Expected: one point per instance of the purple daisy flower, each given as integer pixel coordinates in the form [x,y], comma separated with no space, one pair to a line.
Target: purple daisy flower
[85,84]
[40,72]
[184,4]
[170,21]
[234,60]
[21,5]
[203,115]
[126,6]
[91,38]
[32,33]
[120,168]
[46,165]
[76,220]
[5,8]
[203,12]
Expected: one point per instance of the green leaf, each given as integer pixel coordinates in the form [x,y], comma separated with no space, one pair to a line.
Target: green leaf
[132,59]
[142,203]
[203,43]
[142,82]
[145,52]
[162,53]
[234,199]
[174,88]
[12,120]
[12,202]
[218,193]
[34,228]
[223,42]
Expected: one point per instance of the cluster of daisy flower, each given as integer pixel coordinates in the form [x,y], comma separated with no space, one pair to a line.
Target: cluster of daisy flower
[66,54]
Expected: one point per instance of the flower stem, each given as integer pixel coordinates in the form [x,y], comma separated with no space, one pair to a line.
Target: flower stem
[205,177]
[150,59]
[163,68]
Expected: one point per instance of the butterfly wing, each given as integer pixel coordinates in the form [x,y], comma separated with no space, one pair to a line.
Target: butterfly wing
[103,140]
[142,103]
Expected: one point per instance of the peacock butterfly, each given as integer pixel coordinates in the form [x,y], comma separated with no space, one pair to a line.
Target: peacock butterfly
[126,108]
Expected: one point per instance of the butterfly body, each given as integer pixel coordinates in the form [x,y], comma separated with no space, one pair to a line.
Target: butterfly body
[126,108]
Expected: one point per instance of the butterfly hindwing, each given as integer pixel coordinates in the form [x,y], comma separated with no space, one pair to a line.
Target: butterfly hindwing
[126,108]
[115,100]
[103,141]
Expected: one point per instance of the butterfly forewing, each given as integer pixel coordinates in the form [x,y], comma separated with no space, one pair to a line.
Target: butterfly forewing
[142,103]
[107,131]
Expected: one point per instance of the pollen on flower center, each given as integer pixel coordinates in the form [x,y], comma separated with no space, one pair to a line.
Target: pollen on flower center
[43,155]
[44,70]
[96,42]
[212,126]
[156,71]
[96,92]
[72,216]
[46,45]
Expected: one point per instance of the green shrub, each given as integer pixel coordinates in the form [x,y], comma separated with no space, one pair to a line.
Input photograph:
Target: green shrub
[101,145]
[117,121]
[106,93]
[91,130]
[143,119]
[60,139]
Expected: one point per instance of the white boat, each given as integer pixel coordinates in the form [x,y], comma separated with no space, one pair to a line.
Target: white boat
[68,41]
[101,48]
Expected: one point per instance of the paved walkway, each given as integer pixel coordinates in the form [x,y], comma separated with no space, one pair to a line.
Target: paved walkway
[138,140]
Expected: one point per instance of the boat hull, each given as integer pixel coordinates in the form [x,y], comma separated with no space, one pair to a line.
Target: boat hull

------------------------------------------------------------------------

Directions for this task:
The full listing must be retyped exactly as it stands.

Answer to the problem:
Expected: one point per instance of the purple daisy flower, each given as integer pixel coordinates in the form [x,y], comma separated with no space, one pair to a line.
Target: purple daisy flower
[85,84]
[40,72]
[184,4]
[170,21]
[234,60]
[21,5]
[203,115]
[126,6]
[91,38]
[32,33]
[120,168]
[46,165]
[76,220]
[5,8]
[203,12]
Expected: one point per instance of the green leaf, each given as integer pixel coordinates in the form [x,y], comma separated with no space, one pair to a line.
Target: green leaf
[132,59]
[142,203]
[203,43]
[142,82]
[145,52]
[162,53]
[234,199]
[174,88]
[12,120]
[12,202]
[218,193]
[34,228]
[223,42]
Expected: one point per instance of the cluster of daisy flower, each given as integer pixel coordinates in the form [x,y], comma separated with no space, one pair to a line.
Target: cluster of daisy flower
[66,54]
Expected: one point per instance of the flower stem, each given as integer pixel coordinates in the form [x,y], comma separated with no space, one pair to a line.
Target: flower stem
[205,177]
[150,59]
[163,68]
Expected: one point per instance of the butterfly wing, each given as integer pixel coordinates in the form [x,y], comma separated with no space, one pair to a line.
Target: butterfly wing
[103,140]
[142,103]
Expected: one point per instance of the peacock butterfly, each given as integer pixel coordinates in the form [x,y], comma separated with no space, one pair to a line.
Target: peacock butterfly
[126,108]
Expected: one point per instance of the butterfly body, each given as integer pixel coordinates in the form [x,y], comma separated with no space, one pair to a line.
Target: butterfly body
[126,108]
Expected: one point per instance of the butterfly hindwing, each given as integer pixel coordinates in the form [x,y], comma separated with no space, one pair to a line.
Target: butterfly hindwing
[126,108]
[115,100]
[103,141]
Expected: one point per instance of the butterfly forewing, each given as integer pixel coordinates in the form [x,y], comma separated with no space, one pair to a line.
Target: butterfly forewing
[142,103]
[107,131]
Expected: one point per instance of the pollen on flower center, each given as integer pixel coordinates in the form [x,y], comma separated with no space, one pair to a line.
Target: pollen on flower center
[43,155]
[44,70]
[96,42]
[212,126]
[156,71]
[96,92]
[72,216]
[46,45]
Expected: one point per instance of the green shrub, each given as integer pixel coordinates in the form [x,y], comma separated with no space, one pair to a line.
Input photograph:
Target: green shrub
[101,145]
[117,121]
[106,93]
[91,130]
[143,119]
[60,139]
Expected: one point per instance of the white boat, each given as integer pixel coordinates in the form [x,y], comma separated with no space, one pair to a line.
Target: white boat
[68,41]
[101,48]
Expected: one point per instance of the paved walkway, each given as integer pixel coordinates in the form [x,y], comma separated with no space, one pair to a line.
Target: paved walkway
[138,140]
Expected: one point per instance of the boat hull, each given as integer pixel coordinates in the form [x,y], comma separated with no space, one pair to a line.
Target: boat hull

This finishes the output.